# Tarefa 1:
No texto sobre o cenário fictício de extremistas na polícia alemã, quantas pessoas foram suspensas?
# Tarefa 2:
Dê sequência ao texto sobre o cenário fictício de extremistas na polícia alemã a partir da última frase.

# Trecho do documento:

Imagine o seguinte cenário: o secretário do Interior do estado mais populoso da Alemanha comparece diante da imprensa. A informação que ele traz é chocante: uma grande rede de extremistas foi descoberta na polícia. Ao todo, 29 homens e mulheres foram suspensos. Todos membros da rede terrorista "Estado Islâmico". Num grupo de bate-papo, eles haviam compartilhado a propaganda desumana e violenta dos radicais islâmicos. E isso ficou sem ser descoberto por oito anos.
Nesse mesmo cenário ficcional, a polícia alemã já vinha sendo abalada pela notícia de que vários simpatizantes do "Estado Islâmico" enviaram ameaças de morte a seus oponentes a partir de computadores de delegacias. Um cenário terrível, que felizmente não aconteceu exatamente assim. Mas imagine o escândalo que isso teria sido na Alemanha. Na polícia, em todo caso, não teria ficado pedra sobre pedra. E com razão.

Entradas do conjunto de dados
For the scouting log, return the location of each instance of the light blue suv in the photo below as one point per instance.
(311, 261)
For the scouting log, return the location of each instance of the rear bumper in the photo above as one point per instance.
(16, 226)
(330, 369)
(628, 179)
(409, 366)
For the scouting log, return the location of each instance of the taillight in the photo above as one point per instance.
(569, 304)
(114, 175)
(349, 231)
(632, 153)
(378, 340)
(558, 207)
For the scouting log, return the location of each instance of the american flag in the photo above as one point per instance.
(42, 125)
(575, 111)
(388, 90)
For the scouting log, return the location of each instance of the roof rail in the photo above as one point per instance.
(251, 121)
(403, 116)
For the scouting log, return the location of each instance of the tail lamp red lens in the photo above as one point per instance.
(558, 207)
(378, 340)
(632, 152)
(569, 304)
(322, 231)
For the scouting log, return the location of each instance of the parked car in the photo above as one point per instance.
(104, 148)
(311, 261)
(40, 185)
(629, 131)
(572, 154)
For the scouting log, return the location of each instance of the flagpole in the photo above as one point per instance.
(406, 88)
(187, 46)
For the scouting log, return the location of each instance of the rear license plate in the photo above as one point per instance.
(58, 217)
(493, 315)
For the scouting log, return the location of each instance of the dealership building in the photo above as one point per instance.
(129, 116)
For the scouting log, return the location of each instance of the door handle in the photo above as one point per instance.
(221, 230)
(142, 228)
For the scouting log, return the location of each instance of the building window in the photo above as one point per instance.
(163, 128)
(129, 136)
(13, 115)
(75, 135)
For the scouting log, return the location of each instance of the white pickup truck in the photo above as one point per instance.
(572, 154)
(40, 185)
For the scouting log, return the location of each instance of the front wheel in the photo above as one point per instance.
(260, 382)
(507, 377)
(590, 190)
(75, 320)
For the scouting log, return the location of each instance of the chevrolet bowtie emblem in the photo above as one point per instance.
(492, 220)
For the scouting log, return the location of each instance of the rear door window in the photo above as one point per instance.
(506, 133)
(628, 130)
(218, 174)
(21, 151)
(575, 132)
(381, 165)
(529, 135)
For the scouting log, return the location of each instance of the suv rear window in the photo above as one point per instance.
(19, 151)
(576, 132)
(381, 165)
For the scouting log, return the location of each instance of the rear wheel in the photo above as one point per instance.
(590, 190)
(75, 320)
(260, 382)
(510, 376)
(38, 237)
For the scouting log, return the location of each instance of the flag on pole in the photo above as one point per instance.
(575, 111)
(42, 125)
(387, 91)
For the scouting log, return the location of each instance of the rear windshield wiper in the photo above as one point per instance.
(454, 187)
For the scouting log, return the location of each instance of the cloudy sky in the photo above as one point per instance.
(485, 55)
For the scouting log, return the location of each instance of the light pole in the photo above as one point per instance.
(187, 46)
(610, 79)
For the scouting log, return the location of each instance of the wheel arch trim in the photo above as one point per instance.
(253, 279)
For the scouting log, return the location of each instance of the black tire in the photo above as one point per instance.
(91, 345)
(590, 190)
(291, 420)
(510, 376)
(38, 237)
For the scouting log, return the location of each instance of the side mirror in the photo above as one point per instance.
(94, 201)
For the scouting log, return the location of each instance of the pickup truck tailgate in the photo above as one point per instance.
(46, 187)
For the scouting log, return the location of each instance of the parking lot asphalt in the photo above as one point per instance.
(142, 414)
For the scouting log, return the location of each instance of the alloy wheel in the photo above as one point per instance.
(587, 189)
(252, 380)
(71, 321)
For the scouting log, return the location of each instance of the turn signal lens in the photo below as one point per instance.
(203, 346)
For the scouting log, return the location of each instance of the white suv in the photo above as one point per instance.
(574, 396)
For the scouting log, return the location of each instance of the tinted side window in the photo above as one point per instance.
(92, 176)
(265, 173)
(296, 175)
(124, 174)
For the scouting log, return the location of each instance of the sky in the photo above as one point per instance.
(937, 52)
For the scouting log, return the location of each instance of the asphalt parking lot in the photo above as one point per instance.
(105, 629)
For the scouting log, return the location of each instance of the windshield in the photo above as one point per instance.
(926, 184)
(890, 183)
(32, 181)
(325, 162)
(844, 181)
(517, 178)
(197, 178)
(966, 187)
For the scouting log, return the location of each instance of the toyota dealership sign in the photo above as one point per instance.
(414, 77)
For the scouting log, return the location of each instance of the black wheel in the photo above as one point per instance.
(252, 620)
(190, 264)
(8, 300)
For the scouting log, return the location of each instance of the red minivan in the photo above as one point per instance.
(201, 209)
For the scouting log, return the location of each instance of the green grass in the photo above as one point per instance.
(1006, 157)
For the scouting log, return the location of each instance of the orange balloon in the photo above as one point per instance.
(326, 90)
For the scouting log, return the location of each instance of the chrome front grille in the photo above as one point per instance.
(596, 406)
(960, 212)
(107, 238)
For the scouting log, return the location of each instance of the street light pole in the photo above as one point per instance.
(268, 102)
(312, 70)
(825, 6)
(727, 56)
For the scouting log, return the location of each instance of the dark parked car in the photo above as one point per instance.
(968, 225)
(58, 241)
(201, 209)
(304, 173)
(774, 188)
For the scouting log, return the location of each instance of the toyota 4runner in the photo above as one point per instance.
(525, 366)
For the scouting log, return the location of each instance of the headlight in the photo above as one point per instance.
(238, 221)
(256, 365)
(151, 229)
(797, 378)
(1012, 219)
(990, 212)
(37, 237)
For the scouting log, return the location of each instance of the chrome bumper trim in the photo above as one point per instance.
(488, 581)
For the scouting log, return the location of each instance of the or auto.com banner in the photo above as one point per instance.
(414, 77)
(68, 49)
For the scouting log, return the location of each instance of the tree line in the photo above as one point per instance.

# Resposta 1:
Foram suspensos 29 homens e mulheres.

# Resposta 2:
No mundo real, não são os radicais islâmicos, mas os extremistas de direita que estão envolvidos na polícia. Os 29 homens e mulheres suspensos eram membros de um grupo de conversas que compartilhava imagens de Hitler e as piores incitações racistas – e isso desde 2012. Um cenário horrível e, infelizmente, muito real.
E agora? O secretário do Interior do estado da Renânia do Norte-Vestfália, no oeste da Alemanha, não está pensando em se demitir. E a mais alta instância em segurança nacional, o ministro do Interior, nada diz – apenas deixa seus porta-vozes falarem em "vergonha".
O maior sindicato policial do país, o GdP, fica publicamente falando da volta do futebol na pandemia. E o chefe de outro sindicato, o beligerante DPolG, critica as ciclovias de Berlim e os jovens socialistas e questiona o sentido de aceitar refugiados da Grécia. O que é isso?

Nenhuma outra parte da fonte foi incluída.